◆ Dataset entries ◆
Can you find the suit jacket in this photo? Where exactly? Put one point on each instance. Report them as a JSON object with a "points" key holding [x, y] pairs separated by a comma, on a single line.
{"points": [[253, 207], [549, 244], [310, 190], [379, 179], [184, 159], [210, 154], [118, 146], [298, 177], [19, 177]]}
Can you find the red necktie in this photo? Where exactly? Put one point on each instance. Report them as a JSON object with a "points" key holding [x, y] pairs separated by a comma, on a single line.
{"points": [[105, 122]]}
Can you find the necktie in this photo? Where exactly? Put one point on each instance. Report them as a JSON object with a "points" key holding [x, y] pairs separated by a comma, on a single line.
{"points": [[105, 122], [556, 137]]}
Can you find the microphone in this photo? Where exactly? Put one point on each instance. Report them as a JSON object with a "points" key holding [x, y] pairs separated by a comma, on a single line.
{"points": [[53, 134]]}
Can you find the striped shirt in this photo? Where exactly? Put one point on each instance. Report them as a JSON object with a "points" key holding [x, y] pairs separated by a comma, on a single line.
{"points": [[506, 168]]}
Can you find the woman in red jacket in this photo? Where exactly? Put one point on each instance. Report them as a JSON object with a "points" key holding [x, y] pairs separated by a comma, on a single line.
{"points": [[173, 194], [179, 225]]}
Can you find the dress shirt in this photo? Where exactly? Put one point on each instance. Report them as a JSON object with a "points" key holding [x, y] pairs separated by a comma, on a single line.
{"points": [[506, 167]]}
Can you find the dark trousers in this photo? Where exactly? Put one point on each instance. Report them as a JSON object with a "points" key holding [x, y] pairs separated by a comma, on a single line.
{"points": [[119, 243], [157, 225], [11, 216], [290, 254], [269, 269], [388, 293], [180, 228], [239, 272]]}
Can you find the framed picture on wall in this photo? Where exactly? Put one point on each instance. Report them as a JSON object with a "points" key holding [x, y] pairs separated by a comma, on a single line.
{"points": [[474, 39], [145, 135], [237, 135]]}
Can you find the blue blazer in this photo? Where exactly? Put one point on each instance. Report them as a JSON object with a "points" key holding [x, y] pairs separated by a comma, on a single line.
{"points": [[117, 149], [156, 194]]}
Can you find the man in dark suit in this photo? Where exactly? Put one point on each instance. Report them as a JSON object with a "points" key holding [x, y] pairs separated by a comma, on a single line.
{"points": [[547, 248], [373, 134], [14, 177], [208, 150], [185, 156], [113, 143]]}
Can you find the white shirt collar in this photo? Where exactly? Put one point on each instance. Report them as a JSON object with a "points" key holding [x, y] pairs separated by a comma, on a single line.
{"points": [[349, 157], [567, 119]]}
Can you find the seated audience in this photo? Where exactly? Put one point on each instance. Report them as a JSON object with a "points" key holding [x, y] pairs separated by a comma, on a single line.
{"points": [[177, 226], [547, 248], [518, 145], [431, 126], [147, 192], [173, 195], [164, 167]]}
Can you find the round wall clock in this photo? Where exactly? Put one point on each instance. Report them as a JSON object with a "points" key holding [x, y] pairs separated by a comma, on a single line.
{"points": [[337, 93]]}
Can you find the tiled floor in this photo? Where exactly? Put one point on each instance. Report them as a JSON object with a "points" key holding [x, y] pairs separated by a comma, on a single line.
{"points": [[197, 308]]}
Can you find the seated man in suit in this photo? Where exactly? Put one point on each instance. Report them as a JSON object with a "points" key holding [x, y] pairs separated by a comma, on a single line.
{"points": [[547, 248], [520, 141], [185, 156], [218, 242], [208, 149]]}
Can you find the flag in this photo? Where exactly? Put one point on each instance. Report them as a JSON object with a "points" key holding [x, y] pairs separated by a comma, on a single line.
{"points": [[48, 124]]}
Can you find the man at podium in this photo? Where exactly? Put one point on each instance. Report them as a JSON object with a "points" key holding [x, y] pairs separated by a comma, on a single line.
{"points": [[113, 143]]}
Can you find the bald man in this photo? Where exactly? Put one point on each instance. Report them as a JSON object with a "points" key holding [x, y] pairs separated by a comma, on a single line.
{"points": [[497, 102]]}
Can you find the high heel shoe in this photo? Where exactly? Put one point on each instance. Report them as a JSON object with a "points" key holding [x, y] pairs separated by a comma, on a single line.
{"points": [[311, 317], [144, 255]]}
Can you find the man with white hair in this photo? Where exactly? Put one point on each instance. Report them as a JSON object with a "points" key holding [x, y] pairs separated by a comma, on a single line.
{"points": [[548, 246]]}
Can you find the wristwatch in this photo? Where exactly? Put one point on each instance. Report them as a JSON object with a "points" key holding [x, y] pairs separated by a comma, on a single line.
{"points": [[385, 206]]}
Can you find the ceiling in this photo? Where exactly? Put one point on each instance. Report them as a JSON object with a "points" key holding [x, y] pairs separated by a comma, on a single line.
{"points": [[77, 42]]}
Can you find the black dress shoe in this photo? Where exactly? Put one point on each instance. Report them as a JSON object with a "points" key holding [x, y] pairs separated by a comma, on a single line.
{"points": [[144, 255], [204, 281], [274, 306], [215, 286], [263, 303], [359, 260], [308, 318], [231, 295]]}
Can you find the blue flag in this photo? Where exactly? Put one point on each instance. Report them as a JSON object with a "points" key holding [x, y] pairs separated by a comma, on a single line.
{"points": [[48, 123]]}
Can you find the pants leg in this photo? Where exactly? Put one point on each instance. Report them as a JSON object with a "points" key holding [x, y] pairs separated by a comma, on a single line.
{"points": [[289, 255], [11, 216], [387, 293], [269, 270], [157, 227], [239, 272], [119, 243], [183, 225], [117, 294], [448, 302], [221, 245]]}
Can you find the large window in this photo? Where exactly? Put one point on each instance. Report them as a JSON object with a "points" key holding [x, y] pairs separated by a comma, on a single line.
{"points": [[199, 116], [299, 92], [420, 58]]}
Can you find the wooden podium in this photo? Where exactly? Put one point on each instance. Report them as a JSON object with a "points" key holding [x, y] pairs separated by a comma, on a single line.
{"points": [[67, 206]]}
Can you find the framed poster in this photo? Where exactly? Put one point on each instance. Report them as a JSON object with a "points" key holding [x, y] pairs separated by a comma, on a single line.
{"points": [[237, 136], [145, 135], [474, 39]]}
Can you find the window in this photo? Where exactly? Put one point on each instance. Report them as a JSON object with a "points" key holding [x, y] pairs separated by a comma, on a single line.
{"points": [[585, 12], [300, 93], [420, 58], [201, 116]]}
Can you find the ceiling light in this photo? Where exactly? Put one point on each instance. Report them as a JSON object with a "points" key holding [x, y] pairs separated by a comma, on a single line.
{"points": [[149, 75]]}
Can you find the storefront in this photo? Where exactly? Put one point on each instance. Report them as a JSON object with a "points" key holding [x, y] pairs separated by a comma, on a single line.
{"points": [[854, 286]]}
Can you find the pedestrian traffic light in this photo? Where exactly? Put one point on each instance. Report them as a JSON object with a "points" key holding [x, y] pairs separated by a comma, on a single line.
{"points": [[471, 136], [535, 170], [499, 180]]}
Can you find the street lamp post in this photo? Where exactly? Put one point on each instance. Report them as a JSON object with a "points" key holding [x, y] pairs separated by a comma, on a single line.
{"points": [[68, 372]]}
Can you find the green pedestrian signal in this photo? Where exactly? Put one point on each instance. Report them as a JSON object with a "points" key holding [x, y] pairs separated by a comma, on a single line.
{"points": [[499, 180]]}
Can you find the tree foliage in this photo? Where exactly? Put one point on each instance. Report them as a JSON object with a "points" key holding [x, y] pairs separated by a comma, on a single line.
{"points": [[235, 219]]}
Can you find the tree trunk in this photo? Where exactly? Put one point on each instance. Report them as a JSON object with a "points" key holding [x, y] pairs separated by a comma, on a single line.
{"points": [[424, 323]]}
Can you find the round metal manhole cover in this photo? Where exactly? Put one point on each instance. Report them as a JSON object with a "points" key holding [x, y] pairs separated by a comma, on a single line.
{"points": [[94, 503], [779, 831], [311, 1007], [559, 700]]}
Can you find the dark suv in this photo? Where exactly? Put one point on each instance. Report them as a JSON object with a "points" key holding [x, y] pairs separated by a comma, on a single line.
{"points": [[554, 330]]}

◆ Objective ◆
Rewrite the material from the line that has "Can you find the round metal" through the end, swapping "single line" for "one line" and keeping everything else the same.

◆ Output for this task ◆
Can you find the round metal manhole cover in this photo? Where exactly? Put one point on each instance. Report them as a JSON object with a "points" key holding [x, y] pairs separated by a comma, on a one line.
{"points": [[94, 503], [779, 831], [311, 1007], [559, 700]]}
Can you find the dark suv in this photo? Where exactly? Put one point on each instance. Report them as a JSON object with a "points" key holding [x, y] pairs separated by a comma, on a one line.
{"points": [[554, 330]]}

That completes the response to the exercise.